Por todo esto, Abraham amaba a Sara profundamente, y debe haberle dolido terriblemente no estar con ella cuando murió. Él es el primer hombre, registrado en la Torah, llorando que está de luto por la pérdida de su mujer.
En la expresión “… Y a llorarla…” aparece una letra en tamaño más pequeña, porque Abraham lloró poco. Abraham sabía que este mundo es temporal, y que pronto se reencontraría con Sara en el día de la resurrección de los muertos (Hechos 24:15), por tanto, no era una despedida definitiva y no cabía llorar con desgarro, sino de forma controlada.
Esta actitud concuerda bien con las palabras del apóstol Pablo:
“Pero no queremos, hermanos, que ignoréis acerca de los que duermen, para que no os entristezcáis como lo hacen los demás que no tienen esperanza. Porque si creemos que Yeshúa murió y resucitó, así también Dios traerá con El a los que durmieron en Yeshúa. Por lo cual os decimos esto por la palabra del Señor: que nosotros los que estemos vivos y que permanezcamos hasta la venida del Señor, no precederemos a los que durmieron. Pues el Señor mismo descenderá del cielo con voz de mando, con voz de arcángel y con la trompeta de Dios, y los muertos en Mesías se levantarán primero. Entonces nosotros, los que estemos vivos y que permanezcamos, seremos arrebatados juntamente con ellos en las nubes al encuentro del Señor en el aire, y así estaremos con el Señor siempre. Por tanto, confortaos unos a otros con estas palabras.”
(1 Tesalonicenses 4:13-18)
Por ello, debemos aceptar que, aunque Abraham avinu era un hombre de fe, no sintió que sus lágrimas fueran una manifestación de incredulidad. Llorar por alguien amado, es mostrar que hemos estado cerca, que sentimos mucho la pérdida, que la muerte es un enemigo, y que el pecado ha traído este castigo triste sobre la raza humana.

● Tarea breve: Escribe la continuación del texto sobre el llanto de Abraham por Sara a partir de su última oración.

● Material mostrado:

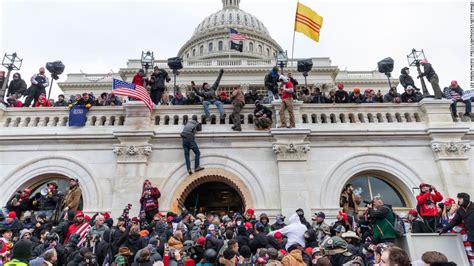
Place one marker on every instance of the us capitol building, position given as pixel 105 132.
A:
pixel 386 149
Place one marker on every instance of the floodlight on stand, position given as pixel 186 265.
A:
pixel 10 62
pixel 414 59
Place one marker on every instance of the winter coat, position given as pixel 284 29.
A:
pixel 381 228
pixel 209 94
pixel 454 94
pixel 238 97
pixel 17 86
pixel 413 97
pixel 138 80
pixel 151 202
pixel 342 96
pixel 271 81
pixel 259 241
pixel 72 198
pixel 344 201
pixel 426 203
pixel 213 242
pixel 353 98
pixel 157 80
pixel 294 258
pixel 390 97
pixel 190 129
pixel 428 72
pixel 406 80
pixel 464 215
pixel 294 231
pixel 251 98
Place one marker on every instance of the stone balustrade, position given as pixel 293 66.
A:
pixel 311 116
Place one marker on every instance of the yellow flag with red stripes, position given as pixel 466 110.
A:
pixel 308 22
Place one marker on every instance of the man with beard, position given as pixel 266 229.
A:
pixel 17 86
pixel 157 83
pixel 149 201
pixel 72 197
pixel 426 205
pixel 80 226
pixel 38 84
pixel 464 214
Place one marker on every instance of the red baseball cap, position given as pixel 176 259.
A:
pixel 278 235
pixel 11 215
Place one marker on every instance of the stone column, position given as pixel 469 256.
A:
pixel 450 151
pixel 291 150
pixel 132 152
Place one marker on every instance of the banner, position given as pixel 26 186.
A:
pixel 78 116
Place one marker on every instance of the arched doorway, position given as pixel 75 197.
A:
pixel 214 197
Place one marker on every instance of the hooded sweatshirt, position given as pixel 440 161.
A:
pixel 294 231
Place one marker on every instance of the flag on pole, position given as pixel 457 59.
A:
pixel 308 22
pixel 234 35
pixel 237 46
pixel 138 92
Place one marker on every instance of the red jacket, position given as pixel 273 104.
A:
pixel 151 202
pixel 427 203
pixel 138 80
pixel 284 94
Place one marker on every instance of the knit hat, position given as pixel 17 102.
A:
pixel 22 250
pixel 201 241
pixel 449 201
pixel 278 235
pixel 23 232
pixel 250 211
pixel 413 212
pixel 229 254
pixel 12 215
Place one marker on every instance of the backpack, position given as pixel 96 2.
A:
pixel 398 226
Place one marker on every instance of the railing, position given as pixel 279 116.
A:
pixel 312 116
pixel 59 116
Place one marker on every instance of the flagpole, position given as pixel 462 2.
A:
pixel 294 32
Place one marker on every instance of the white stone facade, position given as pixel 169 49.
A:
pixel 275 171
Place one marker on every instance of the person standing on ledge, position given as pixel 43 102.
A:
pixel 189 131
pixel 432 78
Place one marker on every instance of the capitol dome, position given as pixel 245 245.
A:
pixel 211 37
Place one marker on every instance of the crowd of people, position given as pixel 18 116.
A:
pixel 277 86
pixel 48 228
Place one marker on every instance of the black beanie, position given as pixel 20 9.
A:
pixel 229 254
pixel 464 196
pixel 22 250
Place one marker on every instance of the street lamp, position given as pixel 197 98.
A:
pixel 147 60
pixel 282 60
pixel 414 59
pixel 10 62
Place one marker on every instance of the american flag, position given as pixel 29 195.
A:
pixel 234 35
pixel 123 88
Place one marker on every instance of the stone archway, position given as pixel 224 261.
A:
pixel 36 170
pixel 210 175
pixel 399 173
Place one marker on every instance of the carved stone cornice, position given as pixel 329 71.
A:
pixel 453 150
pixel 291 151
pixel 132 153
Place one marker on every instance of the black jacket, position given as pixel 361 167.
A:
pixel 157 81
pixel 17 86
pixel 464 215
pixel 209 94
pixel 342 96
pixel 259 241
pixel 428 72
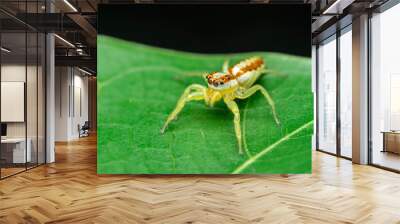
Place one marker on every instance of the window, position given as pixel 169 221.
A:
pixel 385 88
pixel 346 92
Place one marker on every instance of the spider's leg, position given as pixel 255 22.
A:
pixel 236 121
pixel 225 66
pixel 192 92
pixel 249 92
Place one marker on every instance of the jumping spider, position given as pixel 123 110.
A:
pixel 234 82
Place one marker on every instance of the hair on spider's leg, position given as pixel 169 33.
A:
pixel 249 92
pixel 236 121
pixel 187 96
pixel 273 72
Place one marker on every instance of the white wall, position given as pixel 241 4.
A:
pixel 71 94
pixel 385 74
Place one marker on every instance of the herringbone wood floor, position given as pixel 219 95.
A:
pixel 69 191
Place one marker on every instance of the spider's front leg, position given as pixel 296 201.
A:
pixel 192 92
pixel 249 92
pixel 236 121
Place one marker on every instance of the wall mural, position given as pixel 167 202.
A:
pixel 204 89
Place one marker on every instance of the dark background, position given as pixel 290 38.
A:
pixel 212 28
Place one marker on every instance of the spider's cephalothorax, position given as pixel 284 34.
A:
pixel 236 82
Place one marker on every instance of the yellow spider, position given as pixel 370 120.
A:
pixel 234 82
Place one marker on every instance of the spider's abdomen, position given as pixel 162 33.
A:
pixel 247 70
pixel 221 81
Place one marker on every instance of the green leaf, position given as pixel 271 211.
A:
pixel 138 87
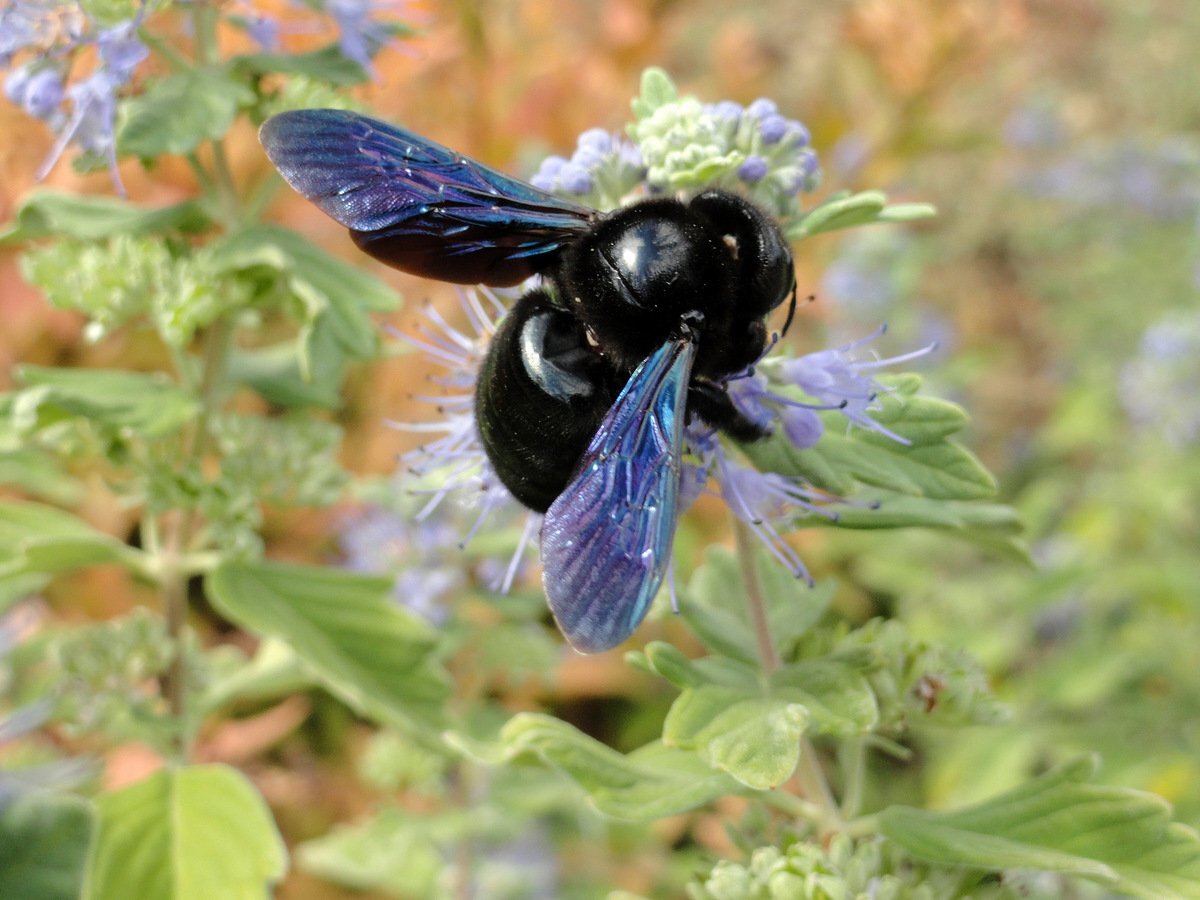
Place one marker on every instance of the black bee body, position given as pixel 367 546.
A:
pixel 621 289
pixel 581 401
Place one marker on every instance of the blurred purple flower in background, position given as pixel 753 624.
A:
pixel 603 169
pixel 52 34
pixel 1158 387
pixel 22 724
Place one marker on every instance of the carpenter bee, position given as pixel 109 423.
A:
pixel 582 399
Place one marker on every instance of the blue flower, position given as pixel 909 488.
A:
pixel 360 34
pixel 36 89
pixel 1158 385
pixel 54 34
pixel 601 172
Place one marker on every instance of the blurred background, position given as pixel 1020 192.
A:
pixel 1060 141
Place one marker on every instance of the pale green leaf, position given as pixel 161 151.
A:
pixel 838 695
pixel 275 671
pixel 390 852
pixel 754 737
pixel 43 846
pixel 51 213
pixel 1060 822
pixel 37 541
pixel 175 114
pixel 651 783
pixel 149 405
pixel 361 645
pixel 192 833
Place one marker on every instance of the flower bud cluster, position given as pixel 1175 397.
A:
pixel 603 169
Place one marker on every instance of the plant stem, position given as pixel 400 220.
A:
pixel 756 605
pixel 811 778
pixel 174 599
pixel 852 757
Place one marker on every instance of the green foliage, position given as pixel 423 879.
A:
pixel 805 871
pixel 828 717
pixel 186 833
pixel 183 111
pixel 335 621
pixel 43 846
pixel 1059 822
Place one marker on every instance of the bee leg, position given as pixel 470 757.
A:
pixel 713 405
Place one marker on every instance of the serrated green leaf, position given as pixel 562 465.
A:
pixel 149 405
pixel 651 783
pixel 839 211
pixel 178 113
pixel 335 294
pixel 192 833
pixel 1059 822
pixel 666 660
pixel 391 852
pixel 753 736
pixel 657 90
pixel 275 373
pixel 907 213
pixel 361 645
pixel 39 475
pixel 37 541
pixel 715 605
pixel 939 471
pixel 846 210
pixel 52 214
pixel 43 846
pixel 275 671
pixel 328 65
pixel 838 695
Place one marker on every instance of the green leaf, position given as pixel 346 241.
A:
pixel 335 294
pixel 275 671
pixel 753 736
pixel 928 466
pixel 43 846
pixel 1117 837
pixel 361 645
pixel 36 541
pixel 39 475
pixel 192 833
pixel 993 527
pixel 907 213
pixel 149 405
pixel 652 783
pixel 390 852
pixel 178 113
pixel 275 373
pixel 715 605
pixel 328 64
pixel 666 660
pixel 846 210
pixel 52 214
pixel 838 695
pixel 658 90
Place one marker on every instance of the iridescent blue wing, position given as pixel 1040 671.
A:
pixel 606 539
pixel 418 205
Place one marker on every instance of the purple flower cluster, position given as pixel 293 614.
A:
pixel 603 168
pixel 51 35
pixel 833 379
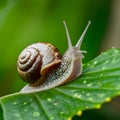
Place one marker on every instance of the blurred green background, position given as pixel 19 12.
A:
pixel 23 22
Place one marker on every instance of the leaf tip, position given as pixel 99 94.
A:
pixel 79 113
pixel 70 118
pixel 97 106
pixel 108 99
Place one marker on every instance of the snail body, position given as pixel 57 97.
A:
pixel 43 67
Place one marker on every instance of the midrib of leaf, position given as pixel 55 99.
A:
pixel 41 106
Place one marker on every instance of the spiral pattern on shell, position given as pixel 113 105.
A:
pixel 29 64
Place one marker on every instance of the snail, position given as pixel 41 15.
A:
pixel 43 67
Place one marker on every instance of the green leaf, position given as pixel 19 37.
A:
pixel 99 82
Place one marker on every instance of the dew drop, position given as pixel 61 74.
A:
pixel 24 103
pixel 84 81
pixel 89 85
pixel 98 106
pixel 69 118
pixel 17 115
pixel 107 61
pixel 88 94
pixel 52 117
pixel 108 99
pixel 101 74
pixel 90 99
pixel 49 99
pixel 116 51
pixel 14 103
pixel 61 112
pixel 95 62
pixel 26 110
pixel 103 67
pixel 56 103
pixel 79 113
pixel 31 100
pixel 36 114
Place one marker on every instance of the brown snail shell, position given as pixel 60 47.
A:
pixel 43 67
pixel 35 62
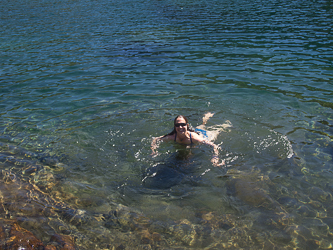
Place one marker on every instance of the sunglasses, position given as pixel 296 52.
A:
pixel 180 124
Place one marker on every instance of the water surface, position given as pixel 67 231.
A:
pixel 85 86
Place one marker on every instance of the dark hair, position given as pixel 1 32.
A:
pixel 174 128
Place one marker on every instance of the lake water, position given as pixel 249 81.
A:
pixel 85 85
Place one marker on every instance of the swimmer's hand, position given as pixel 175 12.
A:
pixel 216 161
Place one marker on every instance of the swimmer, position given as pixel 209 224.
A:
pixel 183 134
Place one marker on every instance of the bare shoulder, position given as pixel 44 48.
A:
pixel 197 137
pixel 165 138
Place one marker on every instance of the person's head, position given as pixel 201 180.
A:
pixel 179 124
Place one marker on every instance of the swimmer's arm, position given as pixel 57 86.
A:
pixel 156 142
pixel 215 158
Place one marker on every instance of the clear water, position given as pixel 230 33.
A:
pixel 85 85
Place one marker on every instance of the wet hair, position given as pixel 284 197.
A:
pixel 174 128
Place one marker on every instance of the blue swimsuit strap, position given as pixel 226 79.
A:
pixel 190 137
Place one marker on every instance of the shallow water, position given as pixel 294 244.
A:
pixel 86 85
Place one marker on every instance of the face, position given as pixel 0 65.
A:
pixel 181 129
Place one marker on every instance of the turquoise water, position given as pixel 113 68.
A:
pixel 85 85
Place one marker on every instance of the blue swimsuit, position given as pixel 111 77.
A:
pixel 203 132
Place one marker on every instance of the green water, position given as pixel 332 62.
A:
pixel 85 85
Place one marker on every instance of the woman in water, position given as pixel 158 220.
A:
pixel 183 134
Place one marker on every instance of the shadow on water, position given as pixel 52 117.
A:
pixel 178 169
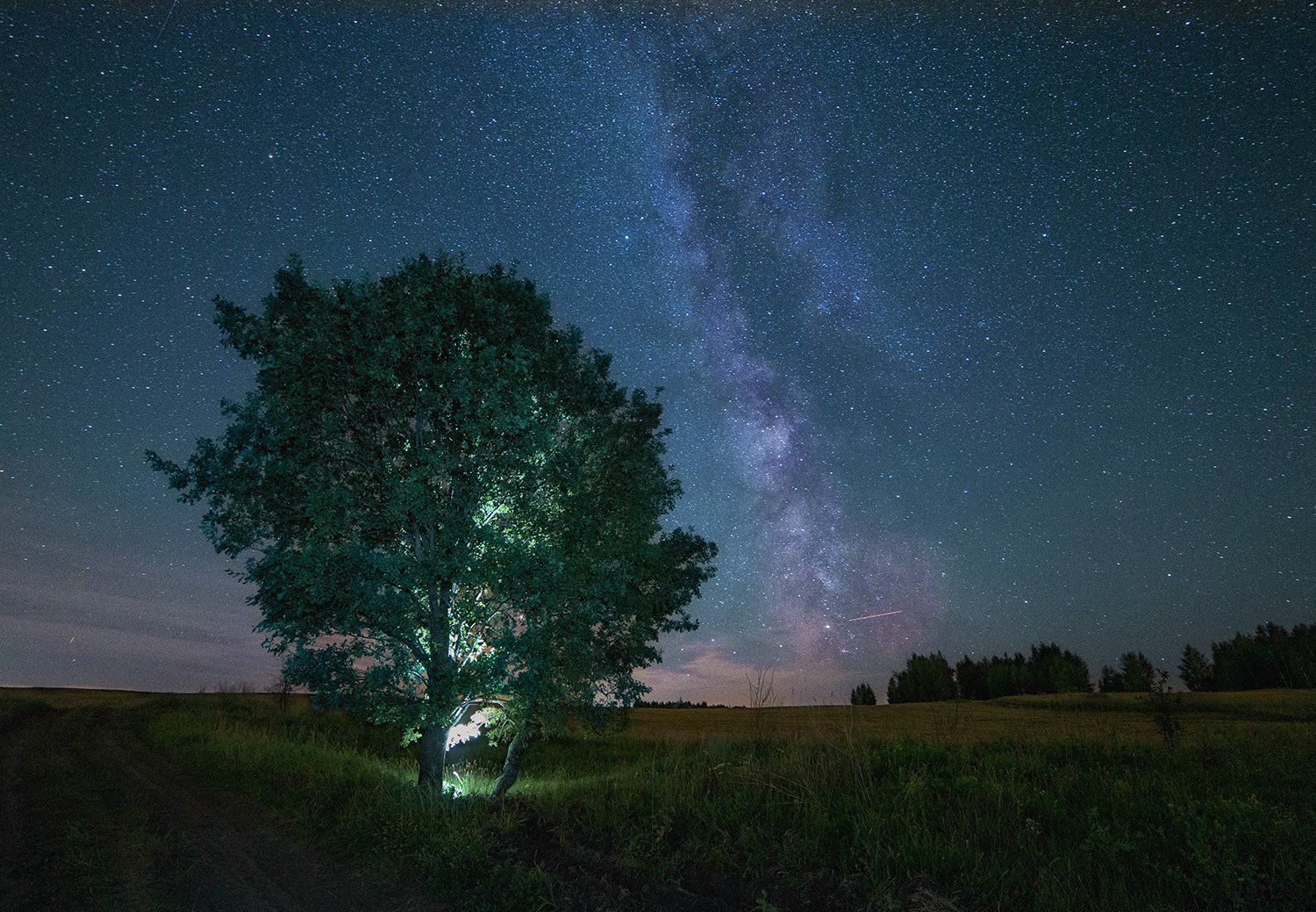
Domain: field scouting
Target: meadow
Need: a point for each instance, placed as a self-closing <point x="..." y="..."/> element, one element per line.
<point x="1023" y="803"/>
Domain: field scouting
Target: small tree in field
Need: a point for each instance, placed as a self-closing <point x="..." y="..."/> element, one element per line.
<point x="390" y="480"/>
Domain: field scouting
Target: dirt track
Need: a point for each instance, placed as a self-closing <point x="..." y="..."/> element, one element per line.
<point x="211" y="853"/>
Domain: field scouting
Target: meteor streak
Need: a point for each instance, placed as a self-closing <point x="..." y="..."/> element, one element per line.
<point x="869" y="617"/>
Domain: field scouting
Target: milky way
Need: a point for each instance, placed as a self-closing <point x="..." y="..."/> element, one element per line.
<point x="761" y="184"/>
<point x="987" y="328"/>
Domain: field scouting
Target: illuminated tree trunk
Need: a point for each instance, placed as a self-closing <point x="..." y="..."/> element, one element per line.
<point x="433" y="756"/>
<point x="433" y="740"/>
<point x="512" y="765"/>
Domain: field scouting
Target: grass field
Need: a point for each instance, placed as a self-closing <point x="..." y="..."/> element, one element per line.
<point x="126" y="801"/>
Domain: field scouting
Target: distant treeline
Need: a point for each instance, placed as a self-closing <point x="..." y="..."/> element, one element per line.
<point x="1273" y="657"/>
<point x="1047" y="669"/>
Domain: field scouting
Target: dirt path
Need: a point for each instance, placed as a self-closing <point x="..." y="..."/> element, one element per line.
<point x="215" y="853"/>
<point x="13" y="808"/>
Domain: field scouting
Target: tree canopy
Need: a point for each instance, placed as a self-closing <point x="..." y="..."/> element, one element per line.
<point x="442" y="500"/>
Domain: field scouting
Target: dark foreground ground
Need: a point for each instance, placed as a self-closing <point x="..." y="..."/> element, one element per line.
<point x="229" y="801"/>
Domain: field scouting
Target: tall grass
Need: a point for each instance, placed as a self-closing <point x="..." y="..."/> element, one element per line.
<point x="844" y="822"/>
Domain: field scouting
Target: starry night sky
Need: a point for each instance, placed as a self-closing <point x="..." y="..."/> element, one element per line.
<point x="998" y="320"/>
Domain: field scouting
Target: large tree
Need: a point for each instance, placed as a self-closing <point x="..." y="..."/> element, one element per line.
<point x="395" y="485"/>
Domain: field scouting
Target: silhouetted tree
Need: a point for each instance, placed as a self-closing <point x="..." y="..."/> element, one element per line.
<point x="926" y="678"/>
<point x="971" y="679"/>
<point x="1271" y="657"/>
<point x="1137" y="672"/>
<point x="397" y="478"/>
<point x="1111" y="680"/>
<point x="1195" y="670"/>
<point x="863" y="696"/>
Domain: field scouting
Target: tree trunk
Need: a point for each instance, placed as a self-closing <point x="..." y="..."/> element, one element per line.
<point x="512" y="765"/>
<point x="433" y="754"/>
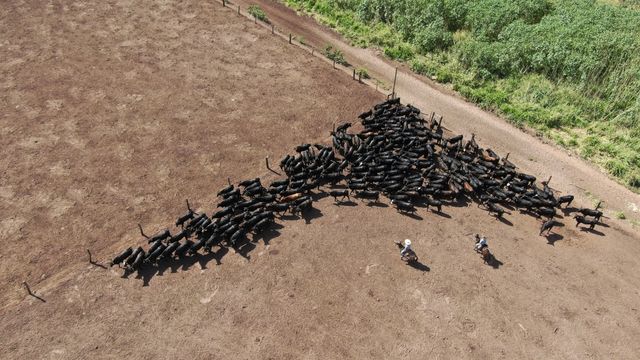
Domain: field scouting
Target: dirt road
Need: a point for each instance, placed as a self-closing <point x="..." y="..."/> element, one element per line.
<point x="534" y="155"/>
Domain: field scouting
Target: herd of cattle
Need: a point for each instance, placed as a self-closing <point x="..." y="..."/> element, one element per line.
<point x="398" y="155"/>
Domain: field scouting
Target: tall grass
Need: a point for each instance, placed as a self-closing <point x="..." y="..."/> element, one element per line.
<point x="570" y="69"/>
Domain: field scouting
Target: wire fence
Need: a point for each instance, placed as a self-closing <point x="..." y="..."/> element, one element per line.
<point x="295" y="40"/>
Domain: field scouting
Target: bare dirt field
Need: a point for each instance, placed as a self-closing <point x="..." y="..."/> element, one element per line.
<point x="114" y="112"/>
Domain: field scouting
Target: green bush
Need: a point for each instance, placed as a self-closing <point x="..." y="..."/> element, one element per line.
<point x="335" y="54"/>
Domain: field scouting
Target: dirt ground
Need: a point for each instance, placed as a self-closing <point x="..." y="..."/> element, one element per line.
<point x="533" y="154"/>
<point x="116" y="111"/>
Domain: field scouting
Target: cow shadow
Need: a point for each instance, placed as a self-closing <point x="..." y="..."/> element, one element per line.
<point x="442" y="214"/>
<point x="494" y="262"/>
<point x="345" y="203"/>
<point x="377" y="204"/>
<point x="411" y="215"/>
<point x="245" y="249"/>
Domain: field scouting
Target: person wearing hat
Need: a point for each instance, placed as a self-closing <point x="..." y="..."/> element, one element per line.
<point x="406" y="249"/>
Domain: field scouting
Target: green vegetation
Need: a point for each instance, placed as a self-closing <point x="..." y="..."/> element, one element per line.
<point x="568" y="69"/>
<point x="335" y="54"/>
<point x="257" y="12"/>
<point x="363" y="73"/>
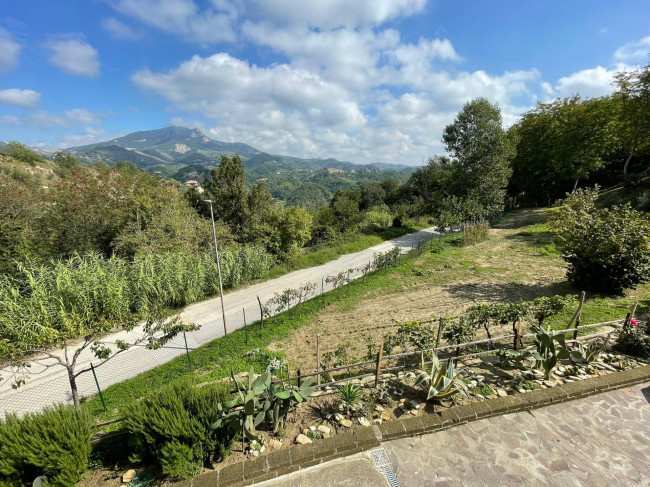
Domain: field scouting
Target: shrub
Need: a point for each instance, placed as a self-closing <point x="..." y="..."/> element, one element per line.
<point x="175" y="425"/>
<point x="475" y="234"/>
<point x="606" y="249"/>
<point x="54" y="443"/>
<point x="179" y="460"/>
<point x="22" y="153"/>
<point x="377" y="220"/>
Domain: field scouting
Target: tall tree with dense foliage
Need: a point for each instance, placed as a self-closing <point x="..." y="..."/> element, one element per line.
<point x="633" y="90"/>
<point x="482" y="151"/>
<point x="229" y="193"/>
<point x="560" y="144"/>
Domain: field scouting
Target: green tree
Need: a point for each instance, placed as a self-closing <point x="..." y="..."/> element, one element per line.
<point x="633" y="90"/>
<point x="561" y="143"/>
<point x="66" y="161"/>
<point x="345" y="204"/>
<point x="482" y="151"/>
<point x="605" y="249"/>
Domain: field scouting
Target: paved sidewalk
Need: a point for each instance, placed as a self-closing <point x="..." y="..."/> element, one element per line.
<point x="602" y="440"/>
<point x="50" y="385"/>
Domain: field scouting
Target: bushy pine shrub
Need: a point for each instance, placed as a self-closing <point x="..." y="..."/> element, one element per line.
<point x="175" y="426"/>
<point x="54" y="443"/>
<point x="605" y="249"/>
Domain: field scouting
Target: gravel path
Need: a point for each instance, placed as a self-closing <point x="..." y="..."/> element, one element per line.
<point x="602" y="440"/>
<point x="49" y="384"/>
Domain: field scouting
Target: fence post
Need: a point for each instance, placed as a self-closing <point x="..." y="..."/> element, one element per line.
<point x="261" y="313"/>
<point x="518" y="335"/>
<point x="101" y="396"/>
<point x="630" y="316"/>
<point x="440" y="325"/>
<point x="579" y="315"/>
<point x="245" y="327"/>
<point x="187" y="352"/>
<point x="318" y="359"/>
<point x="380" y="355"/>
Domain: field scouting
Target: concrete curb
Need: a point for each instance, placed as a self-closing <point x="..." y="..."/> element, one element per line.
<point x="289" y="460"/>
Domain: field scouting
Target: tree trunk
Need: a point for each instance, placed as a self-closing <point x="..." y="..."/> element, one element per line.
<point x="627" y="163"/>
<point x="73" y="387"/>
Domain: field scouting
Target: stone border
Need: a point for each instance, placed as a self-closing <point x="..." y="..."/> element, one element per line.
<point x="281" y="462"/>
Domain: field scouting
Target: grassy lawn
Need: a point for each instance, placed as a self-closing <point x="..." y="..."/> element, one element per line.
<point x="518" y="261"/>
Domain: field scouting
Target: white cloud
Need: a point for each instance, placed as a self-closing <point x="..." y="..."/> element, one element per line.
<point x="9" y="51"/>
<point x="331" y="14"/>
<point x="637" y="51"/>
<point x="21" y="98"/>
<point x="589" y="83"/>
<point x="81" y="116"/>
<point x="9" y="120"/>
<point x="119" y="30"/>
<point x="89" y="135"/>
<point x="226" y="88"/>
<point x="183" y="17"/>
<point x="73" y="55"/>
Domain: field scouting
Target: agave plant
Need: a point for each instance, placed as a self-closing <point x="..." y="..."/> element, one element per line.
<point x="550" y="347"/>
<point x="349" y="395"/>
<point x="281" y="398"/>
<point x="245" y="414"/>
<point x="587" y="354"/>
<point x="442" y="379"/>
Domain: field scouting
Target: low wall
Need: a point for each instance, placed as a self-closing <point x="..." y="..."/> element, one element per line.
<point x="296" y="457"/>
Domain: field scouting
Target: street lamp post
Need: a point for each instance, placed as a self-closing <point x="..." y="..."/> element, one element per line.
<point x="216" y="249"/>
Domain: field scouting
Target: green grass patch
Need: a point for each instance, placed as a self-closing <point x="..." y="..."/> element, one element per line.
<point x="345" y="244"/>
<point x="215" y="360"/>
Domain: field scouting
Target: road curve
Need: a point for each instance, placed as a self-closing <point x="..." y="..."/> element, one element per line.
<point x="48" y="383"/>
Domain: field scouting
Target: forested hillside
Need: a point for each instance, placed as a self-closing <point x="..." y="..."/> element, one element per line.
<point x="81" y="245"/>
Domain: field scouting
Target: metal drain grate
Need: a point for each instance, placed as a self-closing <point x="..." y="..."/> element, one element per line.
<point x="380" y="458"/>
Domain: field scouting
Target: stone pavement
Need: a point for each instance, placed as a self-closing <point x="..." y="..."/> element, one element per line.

● Respuesta:
Durante mis años ministeriales, al asistir a un velatorio, he oído a menudo cómo gente bien intencionada pero ignorante ha dicho a familiares o amigos dolientes: «¡Ahora no llores!» Ese no es un buen consejo, porque Yahvéh nos creó con la capacidad de llorar a fin de que el alma humana se libere de toda angustia que causa una pérdida; por eso Él espera que lo hagamos cada vez que sea necesario. Aun Yeshúa lloró ante la tumba de su amigo Lázaro (Jn. 11:35). El dolerse es uno de los dones de Dios que ayudan a sanar corazones heridos cuando la muerte se ha llevado a seres amados.
Las lágrimas son un regalo del Eterno para poder vencer los efectos de la angustia. El rey y profeta David escribe:
“Has juntado todas mis lágrimas en tu frasco; has registrado cada una de ellas en tu libro”.
(Salmos 56:8 – NTV)
Esto revela que las lágrimas de los escogidos son muy valiosas y significativas para Yahvéh, nuestro Abba. Para quienes conocemos al Señor, nuestras lágrimas de dolor se entremezclan con gratitud. Las lágrimas son el precio que pagamos por las alegrías que compartimos. Son naturales, saludables y necesarias. El apóstol Pablo enseñando a los discípulos tesalonicenses acerca del momento de la pérdida de seres queridos, no les dice que no lloren; sino que les aconseja que no se entristezcan sumidos en depresión «como los otros que no tienen esperanza» (1 Ts. 4:13-18). Las Escrituras en sus líneas recalcan que el dolor del creyente ante las pérdidas debe ser diferente del que no conoce la Instrucción (Torah) del Eterno.
Encuentro oportuno compartirles aquí lo que dice el libro deuterocanónico (apócrifo) Eclesiástico o Sirácida con el objetivo que puedan discernir cuál era la cosmovisión hebrea a la hora del duelo por un muerto:
“Hijo mío, derrama lágrimas por un muerto y entona la lamentación que expresará tu dolor. Luego, entierra su cuerpo como se debe, no descuides nada referente a su sepultura. Gime amargamente, golpéate el pecho, haz el velorio como conviene por uno o dos días para marcar la separación, luego consuélate de tu tristeza.
Porque la tristeza lleva a la muerte, y la pena interior consume las energías.
Que la tristeza se acabe con los funerales: no puedes vivir siempre afligido.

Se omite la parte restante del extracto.